(Records from a collection)
>> Begin

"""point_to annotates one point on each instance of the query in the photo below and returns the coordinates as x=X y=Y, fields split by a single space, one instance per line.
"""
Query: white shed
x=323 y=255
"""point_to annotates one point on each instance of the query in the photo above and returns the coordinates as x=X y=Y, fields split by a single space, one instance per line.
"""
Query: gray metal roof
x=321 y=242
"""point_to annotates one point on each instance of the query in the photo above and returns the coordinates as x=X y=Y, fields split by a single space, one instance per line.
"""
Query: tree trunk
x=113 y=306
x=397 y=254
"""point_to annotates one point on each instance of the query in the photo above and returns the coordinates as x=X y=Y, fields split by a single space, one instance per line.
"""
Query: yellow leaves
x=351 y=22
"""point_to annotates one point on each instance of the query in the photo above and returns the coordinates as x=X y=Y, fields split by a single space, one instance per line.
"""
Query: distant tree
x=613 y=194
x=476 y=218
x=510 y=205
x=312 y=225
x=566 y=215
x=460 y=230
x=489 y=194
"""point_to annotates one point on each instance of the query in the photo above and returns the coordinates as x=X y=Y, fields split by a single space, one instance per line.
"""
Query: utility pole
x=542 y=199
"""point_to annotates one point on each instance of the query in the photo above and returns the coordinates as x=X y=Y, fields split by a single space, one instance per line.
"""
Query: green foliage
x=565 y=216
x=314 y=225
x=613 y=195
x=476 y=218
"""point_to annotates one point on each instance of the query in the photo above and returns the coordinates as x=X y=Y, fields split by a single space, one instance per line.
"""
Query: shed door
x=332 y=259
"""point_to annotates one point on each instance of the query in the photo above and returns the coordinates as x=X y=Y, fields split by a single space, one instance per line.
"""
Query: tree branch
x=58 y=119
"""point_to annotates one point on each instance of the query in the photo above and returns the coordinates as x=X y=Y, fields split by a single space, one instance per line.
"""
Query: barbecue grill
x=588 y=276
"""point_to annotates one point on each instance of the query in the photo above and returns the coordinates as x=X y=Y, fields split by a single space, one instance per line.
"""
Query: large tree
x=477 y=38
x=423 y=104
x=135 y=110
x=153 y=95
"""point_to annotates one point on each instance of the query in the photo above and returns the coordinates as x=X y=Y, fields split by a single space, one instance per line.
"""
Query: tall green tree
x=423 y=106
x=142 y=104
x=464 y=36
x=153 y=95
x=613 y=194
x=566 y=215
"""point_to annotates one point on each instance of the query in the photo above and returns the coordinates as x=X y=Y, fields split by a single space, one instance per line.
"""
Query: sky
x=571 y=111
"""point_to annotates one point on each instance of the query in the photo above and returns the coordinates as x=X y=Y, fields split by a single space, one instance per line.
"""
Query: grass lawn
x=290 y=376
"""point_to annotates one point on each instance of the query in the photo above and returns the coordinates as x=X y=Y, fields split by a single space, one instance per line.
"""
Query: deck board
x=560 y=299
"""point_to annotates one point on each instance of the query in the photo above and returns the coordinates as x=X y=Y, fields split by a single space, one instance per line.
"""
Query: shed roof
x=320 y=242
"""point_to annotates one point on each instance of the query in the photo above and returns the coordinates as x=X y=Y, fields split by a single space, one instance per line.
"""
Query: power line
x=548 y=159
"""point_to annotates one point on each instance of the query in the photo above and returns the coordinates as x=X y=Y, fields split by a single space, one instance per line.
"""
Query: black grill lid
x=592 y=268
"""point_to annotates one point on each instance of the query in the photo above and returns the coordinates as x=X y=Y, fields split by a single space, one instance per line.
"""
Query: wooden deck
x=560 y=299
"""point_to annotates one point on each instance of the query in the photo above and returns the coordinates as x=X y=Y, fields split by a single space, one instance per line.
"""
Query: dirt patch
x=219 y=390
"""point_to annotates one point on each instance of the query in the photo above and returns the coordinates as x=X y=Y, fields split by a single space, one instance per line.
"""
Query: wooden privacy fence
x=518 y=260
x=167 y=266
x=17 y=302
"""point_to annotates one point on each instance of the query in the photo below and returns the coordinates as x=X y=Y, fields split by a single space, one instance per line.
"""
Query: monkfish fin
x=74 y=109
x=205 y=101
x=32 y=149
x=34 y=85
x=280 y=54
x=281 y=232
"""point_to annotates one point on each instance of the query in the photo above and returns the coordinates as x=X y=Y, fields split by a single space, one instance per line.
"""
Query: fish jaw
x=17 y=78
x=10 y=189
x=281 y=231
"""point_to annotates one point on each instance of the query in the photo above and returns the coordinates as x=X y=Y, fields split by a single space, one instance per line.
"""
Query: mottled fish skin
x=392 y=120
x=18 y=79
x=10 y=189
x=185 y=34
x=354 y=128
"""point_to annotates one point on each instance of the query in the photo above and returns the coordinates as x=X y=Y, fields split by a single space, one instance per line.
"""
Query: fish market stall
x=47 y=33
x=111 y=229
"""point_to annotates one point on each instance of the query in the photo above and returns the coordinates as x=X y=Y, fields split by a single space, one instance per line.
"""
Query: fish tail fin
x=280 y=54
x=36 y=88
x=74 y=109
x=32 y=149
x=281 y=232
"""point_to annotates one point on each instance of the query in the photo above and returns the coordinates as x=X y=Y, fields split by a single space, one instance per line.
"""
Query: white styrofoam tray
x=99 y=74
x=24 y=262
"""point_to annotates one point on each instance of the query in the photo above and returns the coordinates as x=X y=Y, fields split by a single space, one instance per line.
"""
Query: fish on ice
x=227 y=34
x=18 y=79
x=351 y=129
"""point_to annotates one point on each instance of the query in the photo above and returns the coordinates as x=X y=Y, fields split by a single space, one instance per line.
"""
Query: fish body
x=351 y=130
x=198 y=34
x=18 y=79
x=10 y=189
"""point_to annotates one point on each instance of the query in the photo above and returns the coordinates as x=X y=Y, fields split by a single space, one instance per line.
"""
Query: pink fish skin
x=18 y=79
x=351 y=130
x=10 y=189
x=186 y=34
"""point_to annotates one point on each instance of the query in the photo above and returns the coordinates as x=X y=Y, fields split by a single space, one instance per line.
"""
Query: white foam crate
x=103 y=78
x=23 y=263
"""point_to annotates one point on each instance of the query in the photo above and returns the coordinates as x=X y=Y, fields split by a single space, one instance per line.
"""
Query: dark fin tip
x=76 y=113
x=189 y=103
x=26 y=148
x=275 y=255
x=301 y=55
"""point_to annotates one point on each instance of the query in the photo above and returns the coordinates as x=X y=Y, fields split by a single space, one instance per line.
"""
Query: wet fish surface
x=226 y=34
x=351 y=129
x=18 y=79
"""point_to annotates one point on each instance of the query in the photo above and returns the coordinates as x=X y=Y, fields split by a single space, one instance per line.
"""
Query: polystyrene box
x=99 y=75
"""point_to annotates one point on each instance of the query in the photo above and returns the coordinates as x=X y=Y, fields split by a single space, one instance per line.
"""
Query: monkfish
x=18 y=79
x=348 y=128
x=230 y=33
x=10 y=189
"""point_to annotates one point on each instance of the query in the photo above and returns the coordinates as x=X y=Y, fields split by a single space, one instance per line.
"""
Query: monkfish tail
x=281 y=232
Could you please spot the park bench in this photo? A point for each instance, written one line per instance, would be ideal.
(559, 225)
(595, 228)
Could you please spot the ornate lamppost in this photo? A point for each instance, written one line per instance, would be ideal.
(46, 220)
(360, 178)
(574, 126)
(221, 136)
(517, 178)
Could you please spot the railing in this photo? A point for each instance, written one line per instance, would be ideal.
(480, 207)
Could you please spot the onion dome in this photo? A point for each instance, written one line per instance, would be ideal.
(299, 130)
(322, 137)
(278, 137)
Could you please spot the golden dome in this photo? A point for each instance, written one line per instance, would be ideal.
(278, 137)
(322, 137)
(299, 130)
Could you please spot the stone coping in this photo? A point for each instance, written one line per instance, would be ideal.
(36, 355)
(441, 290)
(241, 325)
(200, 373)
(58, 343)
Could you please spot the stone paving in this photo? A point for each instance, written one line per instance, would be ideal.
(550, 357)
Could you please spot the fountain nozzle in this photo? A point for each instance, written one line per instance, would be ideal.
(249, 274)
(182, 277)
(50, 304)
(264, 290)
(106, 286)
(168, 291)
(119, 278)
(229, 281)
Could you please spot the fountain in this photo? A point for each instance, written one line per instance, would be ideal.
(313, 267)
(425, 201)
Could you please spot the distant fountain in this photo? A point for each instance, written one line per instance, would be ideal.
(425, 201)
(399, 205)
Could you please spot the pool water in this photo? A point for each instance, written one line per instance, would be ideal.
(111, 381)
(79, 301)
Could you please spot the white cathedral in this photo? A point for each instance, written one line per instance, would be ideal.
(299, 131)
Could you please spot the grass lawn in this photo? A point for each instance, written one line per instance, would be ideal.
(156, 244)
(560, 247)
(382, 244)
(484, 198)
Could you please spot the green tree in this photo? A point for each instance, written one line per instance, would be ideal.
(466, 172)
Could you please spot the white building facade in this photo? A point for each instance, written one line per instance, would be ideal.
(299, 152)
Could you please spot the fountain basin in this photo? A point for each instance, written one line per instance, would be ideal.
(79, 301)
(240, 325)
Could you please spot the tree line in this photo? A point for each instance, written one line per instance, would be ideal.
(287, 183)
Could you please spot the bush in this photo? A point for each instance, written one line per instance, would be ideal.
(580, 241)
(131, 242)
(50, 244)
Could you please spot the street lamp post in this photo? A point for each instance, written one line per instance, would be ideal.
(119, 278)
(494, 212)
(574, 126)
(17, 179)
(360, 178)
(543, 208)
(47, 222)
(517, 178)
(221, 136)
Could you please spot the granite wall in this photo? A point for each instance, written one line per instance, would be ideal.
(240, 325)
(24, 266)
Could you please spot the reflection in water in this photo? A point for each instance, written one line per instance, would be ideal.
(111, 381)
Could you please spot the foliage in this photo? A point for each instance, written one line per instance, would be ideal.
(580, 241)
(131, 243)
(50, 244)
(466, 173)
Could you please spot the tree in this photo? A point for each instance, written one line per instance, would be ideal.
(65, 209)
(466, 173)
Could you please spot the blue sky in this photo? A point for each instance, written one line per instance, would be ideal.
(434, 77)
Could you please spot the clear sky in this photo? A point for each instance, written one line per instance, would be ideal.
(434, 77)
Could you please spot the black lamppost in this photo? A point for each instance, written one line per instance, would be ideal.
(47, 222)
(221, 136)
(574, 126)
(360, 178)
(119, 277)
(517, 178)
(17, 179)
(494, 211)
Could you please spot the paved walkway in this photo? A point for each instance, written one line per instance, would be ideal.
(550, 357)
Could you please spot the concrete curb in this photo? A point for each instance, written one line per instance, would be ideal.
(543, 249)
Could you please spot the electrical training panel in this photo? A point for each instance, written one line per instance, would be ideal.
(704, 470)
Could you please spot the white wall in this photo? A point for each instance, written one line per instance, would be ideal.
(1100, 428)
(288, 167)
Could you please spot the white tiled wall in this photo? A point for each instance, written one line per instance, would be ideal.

>> End

» Your task
Reproduce everything from the start of the data down to the line containing "x=397 y=254", including that line.

» Answer below
"""point_to annotates one point on each instance of the query in the photo below and returns the coordinates as x=X y=Y, fields split by a single space, one instance per line.
"""
Query: white shed
x=323 y=255
"""point_to annotates one point on each instance of the query in the photo above and returns the coordinates as x=X y=Y, fields split by a single space, one instance per line.
"""
Query: gray metal roof
x=321 y=242
"""point_to annotates one point on each instance of the query in the photo above and returns the coordinates as x=X y=Y, fields split by a single space, one instance per line.
"""
Query: tree trunk
x=113 y=306
x=397 y=254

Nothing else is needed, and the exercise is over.